[Point annotations for photographs]
******************************
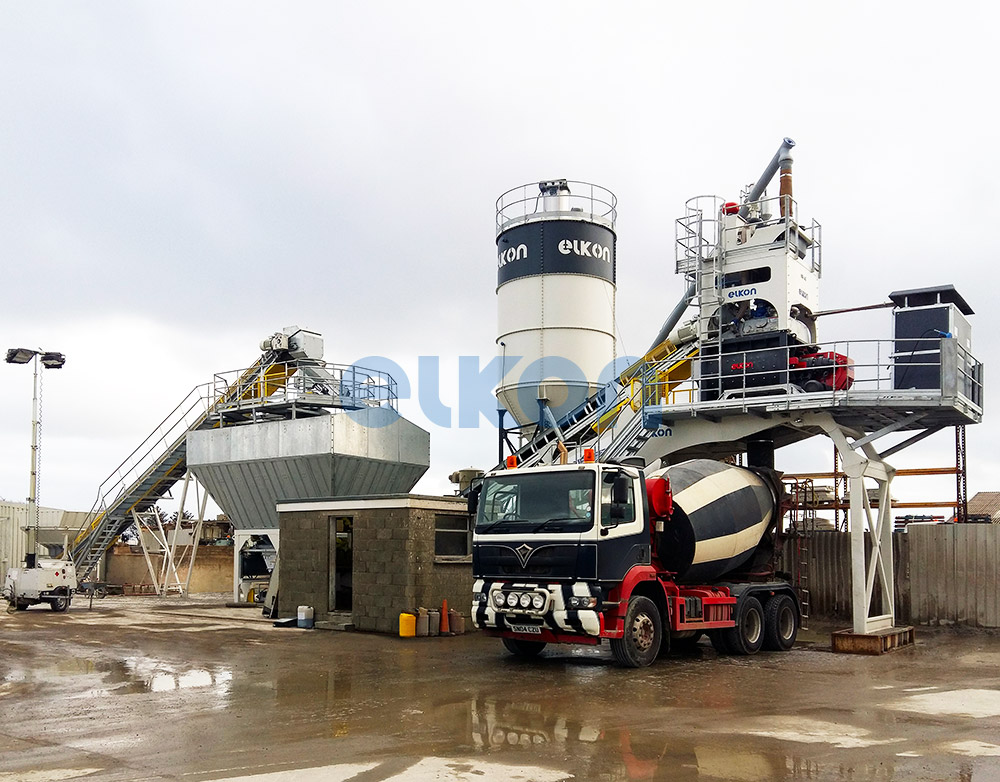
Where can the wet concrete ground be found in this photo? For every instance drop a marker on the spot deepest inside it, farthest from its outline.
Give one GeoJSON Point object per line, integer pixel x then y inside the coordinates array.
{"type": "Point", "coordinates": [141, 689]}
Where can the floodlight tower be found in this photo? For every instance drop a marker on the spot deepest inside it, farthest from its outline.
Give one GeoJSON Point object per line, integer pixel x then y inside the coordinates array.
{"type": "Point", "coordinates": [50, 360]}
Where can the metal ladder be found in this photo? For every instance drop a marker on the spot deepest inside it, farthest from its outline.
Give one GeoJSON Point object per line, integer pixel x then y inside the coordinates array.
{"type": "Point", "coordinates": [802, 518]}
{"type": "Point", "coordinates": [149, 472]}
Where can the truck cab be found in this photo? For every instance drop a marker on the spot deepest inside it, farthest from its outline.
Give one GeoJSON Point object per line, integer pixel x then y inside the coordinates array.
{"type": "Point", "coordinates": [547, 543]}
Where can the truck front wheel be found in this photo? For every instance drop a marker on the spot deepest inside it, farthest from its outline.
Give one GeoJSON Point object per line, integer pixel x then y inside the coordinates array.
{"type": "Point", "coordinates": [643, 634]}
{"type": "Point", "coordinates": [521, 648]}
{"type": "Point", "coordinates": [781, 623]}
{"type": "Point", "coordinates": [59, 604]}
{"type": "Point", "coordinates": [748, 635]}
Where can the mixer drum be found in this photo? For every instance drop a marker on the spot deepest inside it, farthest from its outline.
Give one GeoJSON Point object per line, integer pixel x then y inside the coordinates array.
{"type": "Point", "coordinates": [721, 512]}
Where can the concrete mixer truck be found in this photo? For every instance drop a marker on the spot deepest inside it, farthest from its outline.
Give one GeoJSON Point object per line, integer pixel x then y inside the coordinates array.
{"type": "Point", "coordinates": [579, 553]}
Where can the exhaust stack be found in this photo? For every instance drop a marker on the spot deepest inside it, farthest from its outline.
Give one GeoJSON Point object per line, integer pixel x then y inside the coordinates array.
{"type": "Point", "coordinates": [782, 160]}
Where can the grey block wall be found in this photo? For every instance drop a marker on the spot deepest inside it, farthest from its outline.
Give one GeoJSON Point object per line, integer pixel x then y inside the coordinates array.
{"type": "Point", "coordinates": [394, 566]}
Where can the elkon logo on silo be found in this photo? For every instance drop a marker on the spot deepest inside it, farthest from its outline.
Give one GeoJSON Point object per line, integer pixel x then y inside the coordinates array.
{"type": "Point", "coordinates": [585, 249]}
******************************
◆ BRIEF
Rewrite the material above as a JSON list of strings with one string per line, omitting blank lines and leaving out the pictures.

◆ EXERCISE RESULT
[
  "Where can the wet concrete ground be found in this photo? For every instance drop a marker on the spot deepest inside it, farthest from its outline.",
  "Give one GeoJSON Point object per line, integer pixel x then y inside the coordinates array.",
  "{\"type\": \"Point\", \"coordinates\": [141, 689]}",
  "Where can the floodlight tower be found in this photo? For every instance drop a marker on the spot deepest inside it, farthest from its outline.",
  "Give one GeoJSON Point object per line, integer pixel x then y inside the coordinates array.",
  "{\"type\": \"Point\", \"coordinates\": [50, 360]}",
  "Where can the metal ladder be found in this photo? For every instance drop a marker on the spot deepest inside it, farthest from its outline.",
  "Give one GeoJSON Point object per line, integer pixel x then y inside the coordinates array.",
  "{\"type\": \"Point\", \"coordinates\": [802, 518]}",
  "{\"type\": \"Point\", \"coordinates\": [149, 472]}",
  "Where can the truck cab be found in this photo? For every instance drop a marker on the spot deepest inside it, farthest from its outline.",
  "Give one GeoJSON Point object per line, integer pixel x then y inside the coordinates array.",
  "{\"type\": \"Point\", \"coordinates\": [547, 543]}",
  "Where can the truck front wheel be found in this photo? For every instance drop a marker on the spot deepest inside it, farthest from its outline.",
  "Give one GeoJSON Point object per line, integer pixel x then y inside the coordinates array.",
  "{\"type\": \"Point\", \"coordinates\": [643, 634]}",
  "{\"type\": \"Point\", \"coordinates\": [521, 648]}",
  "{\"type\": \"Point\", \"coordinates\": [781, 623]}",
  "{\"type\": \"Point\", \"coordinates\": [59, 604]}",
  "{\"type\": \"Point\", \"coordinates\": [748, 635]}",
  "Where can the mixer drum be found in this photo? For every instance drop a marker on the spot deepest inside it, farthest from its outline.",
  "Give one GeoJSON Point object per line, integer pixel x then y inside the coordinates array.",
  "{\"type\": \"Point\", \"coordinates\": [721, 512]}",
  "Where can the concrete mixer truck be found in this photo? For every instance drop a marker on the spot deepest inside it, farthest from its outline.",
  "Give one GeoJSON Point object per line, integer pixel x then y inside the coordinates array.",
  "{\"type\": \"Point\", \"coordinates\": [579, 553]}",
  "Where can the exhaust stack be found in this photo? For every instance drop a marker on the spot deepest inside it, farthest from its outline.",
  "Give one GeoJSON Point object per line, integer pixel x then y inside the coordinates array.",
  "{\"type\": \"Point\", \"coordinates\": [782, 160]}",
  "Where can the grey block wall be found in this photo? For every instance drop a marker on the spot deepest inside it, farthest from its outline.",
  "Give one GeoJSON Point object per line, integer pixel x then y inside the coordinates array.",
  "{\"type\": \"Point\", \"coordinates\": [394, 566]}",
  "Where can the elkon logo on silo be found in this photo? For every instance drop a marker on the spot deepest inside it, farthest from its outline.",
  "Give one GeoJSON Point object per line, integer pixel x then y inside the coordinates array.",
  "{\"type\": \"Point\", \"coordinates\": [585, 249]}"
]